#### Task details:
Format the lines from the one containing "Reviewer note: confirm that each instance of the lynx chin" through the one containing "Query: lynx chin" as a Markdown table with columns No. and Line, numbering each row and leaving out blank lines.

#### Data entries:

"""

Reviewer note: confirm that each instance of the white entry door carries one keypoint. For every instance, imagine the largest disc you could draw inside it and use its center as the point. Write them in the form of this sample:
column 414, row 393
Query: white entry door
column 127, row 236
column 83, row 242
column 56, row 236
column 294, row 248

"""
"""

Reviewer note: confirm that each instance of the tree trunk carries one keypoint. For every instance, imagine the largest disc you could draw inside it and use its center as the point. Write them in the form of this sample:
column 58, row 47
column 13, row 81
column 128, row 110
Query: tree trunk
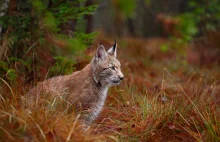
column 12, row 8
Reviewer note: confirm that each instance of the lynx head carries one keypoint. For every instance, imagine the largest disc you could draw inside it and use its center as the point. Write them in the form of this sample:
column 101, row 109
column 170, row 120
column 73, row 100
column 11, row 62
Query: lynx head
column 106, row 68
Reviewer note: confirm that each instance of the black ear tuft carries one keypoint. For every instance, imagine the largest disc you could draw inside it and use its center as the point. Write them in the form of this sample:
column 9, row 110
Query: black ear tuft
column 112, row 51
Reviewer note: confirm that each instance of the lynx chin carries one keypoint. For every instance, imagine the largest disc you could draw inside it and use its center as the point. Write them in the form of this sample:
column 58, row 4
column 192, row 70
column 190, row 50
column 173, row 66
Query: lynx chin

"""
"""

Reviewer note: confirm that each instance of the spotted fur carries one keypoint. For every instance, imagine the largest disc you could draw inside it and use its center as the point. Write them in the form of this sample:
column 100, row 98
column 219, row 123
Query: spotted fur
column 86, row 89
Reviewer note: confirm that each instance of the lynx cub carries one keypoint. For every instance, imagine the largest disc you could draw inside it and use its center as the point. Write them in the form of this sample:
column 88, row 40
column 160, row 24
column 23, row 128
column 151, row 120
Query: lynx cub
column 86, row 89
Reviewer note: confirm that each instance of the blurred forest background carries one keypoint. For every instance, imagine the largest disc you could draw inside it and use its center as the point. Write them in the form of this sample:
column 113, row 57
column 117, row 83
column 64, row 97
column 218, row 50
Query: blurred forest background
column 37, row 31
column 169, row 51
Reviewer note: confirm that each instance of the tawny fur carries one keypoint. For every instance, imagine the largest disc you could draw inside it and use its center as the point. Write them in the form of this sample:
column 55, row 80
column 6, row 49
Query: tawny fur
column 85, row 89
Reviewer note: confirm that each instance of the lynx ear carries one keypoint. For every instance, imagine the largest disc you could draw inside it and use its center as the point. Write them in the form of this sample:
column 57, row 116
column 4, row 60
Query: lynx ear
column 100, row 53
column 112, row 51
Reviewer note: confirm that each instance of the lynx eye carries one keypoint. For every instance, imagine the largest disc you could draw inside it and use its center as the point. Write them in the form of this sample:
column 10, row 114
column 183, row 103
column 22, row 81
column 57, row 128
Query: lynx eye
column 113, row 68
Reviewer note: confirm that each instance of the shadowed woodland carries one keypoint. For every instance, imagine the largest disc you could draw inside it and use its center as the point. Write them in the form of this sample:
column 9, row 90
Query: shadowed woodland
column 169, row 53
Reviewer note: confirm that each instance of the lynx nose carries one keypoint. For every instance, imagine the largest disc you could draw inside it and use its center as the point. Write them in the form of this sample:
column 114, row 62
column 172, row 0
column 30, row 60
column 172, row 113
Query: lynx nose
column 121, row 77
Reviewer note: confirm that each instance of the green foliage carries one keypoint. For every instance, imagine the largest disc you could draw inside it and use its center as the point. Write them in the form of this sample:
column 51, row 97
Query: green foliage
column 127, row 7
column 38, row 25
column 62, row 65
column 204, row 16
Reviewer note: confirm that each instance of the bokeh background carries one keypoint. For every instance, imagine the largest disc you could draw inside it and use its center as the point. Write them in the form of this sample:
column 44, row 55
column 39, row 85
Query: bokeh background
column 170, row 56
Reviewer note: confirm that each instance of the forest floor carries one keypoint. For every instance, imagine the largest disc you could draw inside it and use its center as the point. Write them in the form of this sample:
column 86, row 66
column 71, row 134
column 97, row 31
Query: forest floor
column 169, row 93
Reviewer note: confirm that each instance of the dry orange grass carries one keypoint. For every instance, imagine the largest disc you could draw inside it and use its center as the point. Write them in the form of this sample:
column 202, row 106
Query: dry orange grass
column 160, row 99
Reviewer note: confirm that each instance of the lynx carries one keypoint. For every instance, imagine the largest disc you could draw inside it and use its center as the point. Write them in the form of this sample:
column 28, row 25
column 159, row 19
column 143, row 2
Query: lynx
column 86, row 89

"""

#### Output for this task:
| No. | Line |
|---|---|
| 1 | Reviewer note: confirm that each instance of the lynx chin carries one keypoint. For every instance, imagine the largest disc you could draw inside it and use its center as the point. Write them in the form of this sample: |
| 2 | column 58, row 4 |
| 3 | column 192, row 70 |
| 4 | column 190, row 50 |
| 5 | column 173, row 66 |
| 6 | Query: lynx chin |